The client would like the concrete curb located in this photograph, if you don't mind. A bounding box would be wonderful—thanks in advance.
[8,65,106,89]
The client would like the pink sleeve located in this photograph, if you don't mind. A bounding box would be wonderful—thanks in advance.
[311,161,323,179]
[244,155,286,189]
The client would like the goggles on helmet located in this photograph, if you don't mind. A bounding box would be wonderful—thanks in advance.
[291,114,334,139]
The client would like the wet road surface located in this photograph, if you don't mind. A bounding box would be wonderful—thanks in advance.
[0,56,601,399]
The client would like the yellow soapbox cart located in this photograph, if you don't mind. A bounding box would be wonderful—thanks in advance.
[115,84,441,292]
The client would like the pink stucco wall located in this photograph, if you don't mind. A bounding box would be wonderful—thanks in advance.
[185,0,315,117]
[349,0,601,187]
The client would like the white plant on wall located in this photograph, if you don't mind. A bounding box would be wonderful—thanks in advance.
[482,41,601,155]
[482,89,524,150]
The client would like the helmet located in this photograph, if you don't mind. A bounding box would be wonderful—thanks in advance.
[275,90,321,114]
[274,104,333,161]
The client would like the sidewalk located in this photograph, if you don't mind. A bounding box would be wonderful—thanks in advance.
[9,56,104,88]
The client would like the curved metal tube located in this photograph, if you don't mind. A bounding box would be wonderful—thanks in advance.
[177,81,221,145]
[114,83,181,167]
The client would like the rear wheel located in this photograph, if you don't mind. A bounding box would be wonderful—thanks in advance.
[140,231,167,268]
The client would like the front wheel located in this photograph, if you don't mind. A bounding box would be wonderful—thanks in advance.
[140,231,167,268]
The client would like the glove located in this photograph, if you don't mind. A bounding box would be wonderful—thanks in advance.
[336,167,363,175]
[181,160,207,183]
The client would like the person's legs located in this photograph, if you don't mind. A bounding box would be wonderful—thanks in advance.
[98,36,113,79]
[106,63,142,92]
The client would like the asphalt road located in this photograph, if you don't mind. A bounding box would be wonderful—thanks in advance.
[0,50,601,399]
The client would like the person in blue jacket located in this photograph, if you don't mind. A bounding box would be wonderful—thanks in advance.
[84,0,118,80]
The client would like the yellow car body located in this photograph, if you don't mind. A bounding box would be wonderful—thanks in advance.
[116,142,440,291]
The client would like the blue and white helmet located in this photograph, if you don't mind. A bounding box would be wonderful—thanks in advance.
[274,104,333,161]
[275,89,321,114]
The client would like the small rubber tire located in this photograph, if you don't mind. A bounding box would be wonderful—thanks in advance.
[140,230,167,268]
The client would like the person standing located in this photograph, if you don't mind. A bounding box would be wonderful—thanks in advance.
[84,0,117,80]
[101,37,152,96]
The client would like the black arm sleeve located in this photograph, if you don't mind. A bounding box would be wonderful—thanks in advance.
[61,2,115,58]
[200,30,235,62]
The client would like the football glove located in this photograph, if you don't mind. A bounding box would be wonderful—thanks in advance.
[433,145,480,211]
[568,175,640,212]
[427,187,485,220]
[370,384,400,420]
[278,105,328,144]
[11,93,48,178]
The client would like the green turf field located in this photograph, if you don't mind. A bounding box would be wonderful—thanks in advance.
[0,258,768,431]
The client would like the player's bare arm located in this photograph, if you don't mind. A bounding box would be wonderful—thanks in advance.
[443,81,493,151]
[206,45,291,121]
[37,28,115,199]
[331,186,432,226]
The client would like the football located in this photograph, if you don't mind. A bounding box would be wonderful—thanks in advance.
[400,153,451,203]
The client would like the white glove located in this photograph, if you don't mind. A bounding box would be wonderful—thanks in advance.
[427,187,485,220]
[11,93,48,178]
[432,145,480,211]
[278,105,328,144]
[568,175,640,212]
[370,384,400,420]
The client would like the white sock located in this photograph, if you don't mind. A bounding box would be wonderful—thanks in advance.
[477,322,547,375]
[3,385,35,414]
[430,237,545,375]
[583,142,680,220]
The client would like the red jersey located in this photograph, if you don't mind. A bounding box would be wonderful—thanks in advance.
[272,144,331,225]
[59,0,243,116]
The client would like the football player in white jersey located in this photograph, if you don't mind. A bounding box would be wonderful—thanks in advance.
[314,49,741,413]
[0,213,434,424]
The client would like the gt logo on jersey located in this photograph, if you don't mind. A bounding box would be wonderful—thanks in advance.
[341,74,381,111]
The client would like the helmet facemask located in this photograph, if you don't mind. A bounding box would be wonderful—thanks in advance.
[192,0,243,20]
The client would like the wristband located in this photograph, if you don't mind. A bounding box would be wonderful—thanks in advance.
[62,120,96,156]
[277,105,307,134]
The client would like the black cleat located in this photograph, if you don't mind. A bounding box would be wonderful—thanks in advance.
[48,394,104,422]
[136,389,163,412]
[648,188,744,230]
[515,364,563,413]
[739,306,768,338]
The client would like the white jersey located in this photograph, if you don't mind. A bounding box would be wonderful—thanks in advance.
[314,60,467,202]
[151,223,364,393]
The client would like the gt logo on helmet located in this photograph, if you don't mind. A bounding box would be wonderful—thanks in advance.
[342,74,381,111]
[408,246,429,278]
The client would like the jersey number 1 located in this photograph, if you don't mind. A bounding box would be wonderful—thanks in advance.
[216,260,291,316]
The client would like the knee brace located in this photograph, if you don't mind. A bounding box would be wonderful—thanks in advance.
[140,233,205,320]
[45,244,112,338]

..............................

To be done –
Please return every line of the listing above as a JSON list of strings, one string per line, with blank lines omitted.

Reply to the task –
[
  "The client would like the concrete curb located in this photograph, if you don't mind. A bounding box would be wonderful—thanks in advance.",
  "[8,65,106,89]",
  "The client would like the pink sleeve located in this photograph, if you don't mind. A bounding box would be wonderful—thanks in advance.",
  "[311,161,323,179]",
  "[244,155,286,189]",
  "The client would like the goggles on helmet located in this photograph, if you don't mind. A bounding box would be wonderful—thanks in advance.",
  "[291,114,334,139]",
  "The client would like the wet road surface located in this photograph, if you don't mind. A bounding box would be wonderful—thanks in advance.",
  "[0,56,601,399]",
  "The client would like the yellow soapbox cart located in this photograph, if you don't mind. A bounding box would be wonderful—thanks in advance.",
  "[115,84,441,292]",
  "The client would like the pink stucco wall located in this photograph, if you don't mind. A bounding box would be wonderful—thanks in advance.",
  "[185,0,315,117]",
  "[349,0,601,187]",
  "The client would like the white plant on wall located in this photograph, if you don't mind. A bounding box would be wonderful—thanks in advance.",
  "[482,41,601,155]",
  "[482,89,524,150]",
  "The client would like the helmet located in this photograph, if you don't mind. A bounding box would be wonderful—thanks in advance.",
  "[275,90,321,114]",
  "[274,104,333,161]",
  "The client would like the sidewalk located in this photograph, if you don't mind. A bounding box would be wonderful—thanks in advance.",
  "[9,56,104,88]",
  "The client would like the curved metal tube located in this photograph, if you don't mind. A bounding box would be wonderful—thanks in advance.",
  "[177,81,221,145]",
  "[114,83,181,167]",
  "The client would like the rear wheel located in this photograph, if you don't mind. A bounding box would be wonderful—thanks in advance.",
  "[140,231,167,268]",
  "The client would like the front wheel located in this photograph, if you don't mind. A bounding box would be wonderful—thanks in advance.",
  "[140,231,167,268]",
  "The client would like the glove located in this photograph, if you don't mind. A bounding box would be wonderful—thanks in advance.",
  "[336,167,363,175]",
  "[181,160,207,183]",
  "The client would like the person's legs located in this photograph, if you don't mind. A bounding box would be wonderful—thanks in advance.",
  "[98,36,113,79]",
  "[106,63,142,92]",
  "The client would like the asphalt road located in this photograph, if you don't mind. A bounding box would be wonderful—thanks in advance.",
  "[0,50,601,399]",
  "The client would like the person in blue jacket located in this photograph, if you don't mind. A bounding box would be wonderful—thanks in advance.",
  "[84,0,118,80]",
  "The client would like the yellow car body located in this photograph, if you don't mind. A bounding box would be wonderful—thanks in advance.",
  "[116,142,440,291]",
  "The client would like the blue and white helmet located in this photograph, if you don't mind. A bounding box would be wonderful—thanks in advance.",
  "[274,104,333,161]",
  "[275,89,321,114]",
  "The client would like the small rubber tire located in this photograph, if you don't mind. A bounding box would be wonderful—thanks in advance.",
  "[140,230,167,268]",
  "The client would like the person standing located in this photograph, if you don't mind. A bounding box would be wonderful—thanks in advance.",
  "[84,0,117,80]",
  "[101,37,152,96]",
  "The client would like the black arm sleeve located in this photograph, if you don't mind. A bounding box would be wonderful—thanks in advance.",
  "[61,2,115,58]",
  "[200,30,235,62]",
  "The client would like the football glove located in this photograph, if you don't mind. A bounding box would be wonderful—thanks in advance.",
  "[433,145,480,211]",
  "[568,175,640,212]",
  "[427,187,485,220]",
  "[370,384,400,420]",
  "[278,105,328,144]",
  "[11,93,48,178]",
  "The client would like the green turf field located in this photograph, if you don't mind. A bounding box would be wonderful—thanks in advance.",
  "[0,258,768,431]",
  "The client would like the player's bare arm located in this photograph, if you don't mind. A bounding box would be wonderful—thanks in advance.",
  "[443,81,493,151]",
  "[206,45,291,121]",
  "[37,28,115,199]",
  "[331,186,432,226]",
  "The client would like the football located in this photograph, if you don't mind. A bounding box would be wonderful—thanks in advance.",
  "[400,153,451,203]",
  "The client would like the white glove located in this photograph, if you don't mind. A bounding box would be wonderful—thanks in advance.",
  "[427,187,485,220]",
  "[11,93,48,178]",
  "[432,145,480,211]",
  "[278,105,328,144]",
  "[568,175,640,212]",
  "[370,384,400,420]",
  "The client would like the white sock located in this photograph, if you don't mind. A bounding box would be wonderful—thanks in advance.",
  "[477,322,547,375]",
  "[3,385,35,414]",
  "[430,237,545,375]",
  "[583,142,680,220]",
  "The client would like the red jersey located in this photograph, if you don't mind. A bounding box would be wonderful—thanks in advance.",
  "[272,144,331,225]",
  "[59,0,243,116]",
  "The client would like the football player in white jersey located in this photograph, if you don't mind. A bounding box would be wonderful—thanks in advance.",
  "[314,49,741,413]",
  "[0,213,434,424]",
  "The client would like the gt logo on jersey located in this photograph, if you don't mind. A bounding box would be wonderful—thanks in advance.",
  "[341,74,381,111]",
  "The client would like the helmet facemask located in this photograph, if you don't mind. A bounding box would be wonderful—thanks in advance.",
  "[192,0,243,20]",
  "The client would like the wristband located in this photograph, if you don't mind. A bounding box would be wonderful—thanks in advance.",
  "[62,120,96,156]",
  "[277,105,307,134]",
  "The client would like the black cleat located in this photograph, if you don't mind. A bounding box would be wonderful—thanks in advance.",
  "[48,394,104,422]",
  "[136,389,163,412]",
  "[648,188,744,230]",
  "[515,364,563,413]",
  "[739,306,768,338]",
  "The client would like the white jersey located in this photograph, if you don't mind. A bounding box would be wonderful—thanks in advance.",
  "[314,60,467,202]",
  "[151,223,364,393]",
  "The client would like the gt logo on helmet located in this photograph, if you don't mind. A bounding box would be wonderful—thanks in advance.",
  "[342,74,381,111]",
  "[408,246,429,278]",
  "The client would like the jersey number 1 located in this photograph, if you don't mind. A bounding box would be wonderful—thanks in advance.",
  "[216,260,291,316]",
  "The client would like the knee brace located in this photograph, if you don't mind. A bounding box would be wonderful—thanks in advance.",
  "[140,233,205,320]",
  "[45,244,112,338]"
]